### [Extracted text]
....

In the opening seconds of his third solo album Stay Trippy, Juicy J says, "I'ma tell you broke niggas something, listen..." As well they should. What they'll hear is a nearly 40 year old rapper who is as reckless a hedonist as he is a savvy veteran. Just look at the way he coaxes first rate performances from Justin Timberlake (must be a Memphis thing), Yelawolf, and even Wiz Khalifa. Or how he'd rather wax poetic about smoking wax (the hot new way to inhale insane amounts of THC, just ask Action Bronson) on "Wax" instead of boring us with another played out molly song. Or how he's wise enough to stick to the script, making the album essentially a polished version (props to executive producer Dr. Luke) of mixtapes like Rubba Band Business 2, which renewed interest in his career.

....

### [Stated exercise]
Reproduce the Stay Trippy review above word for word, in full.

....

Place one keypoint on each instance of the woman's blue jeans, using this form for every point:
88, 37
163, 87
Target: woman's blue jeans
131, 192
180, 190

....

### [Worked solution]
In the opening seconds of his third solo album Stay Trippy, Juicy J says, "I'ma tell you broke niggas something, listen..." As well they should. What they'll hear is a nearly 40 year old rapper who is as reckless a hedonist as he is a savvy veteran. Just look at the way he coaxes first rate performances from Justin Timberlake (must be a Memphis thing), Yelawolf, and even Wiz Khalifa. Or how he'd rather wax poetic about smoking wax (the hot new way to inhale insane amounts of THC, just ask Action Bronson) on "Wax" instead of boring us with another played out molly song. Or how he's wise enough to stick to the script, making the album essentially a polished version (props to executive producer Dr. Luke) of mixtapes like Rubba Band Business 2, which renewed interest in his career.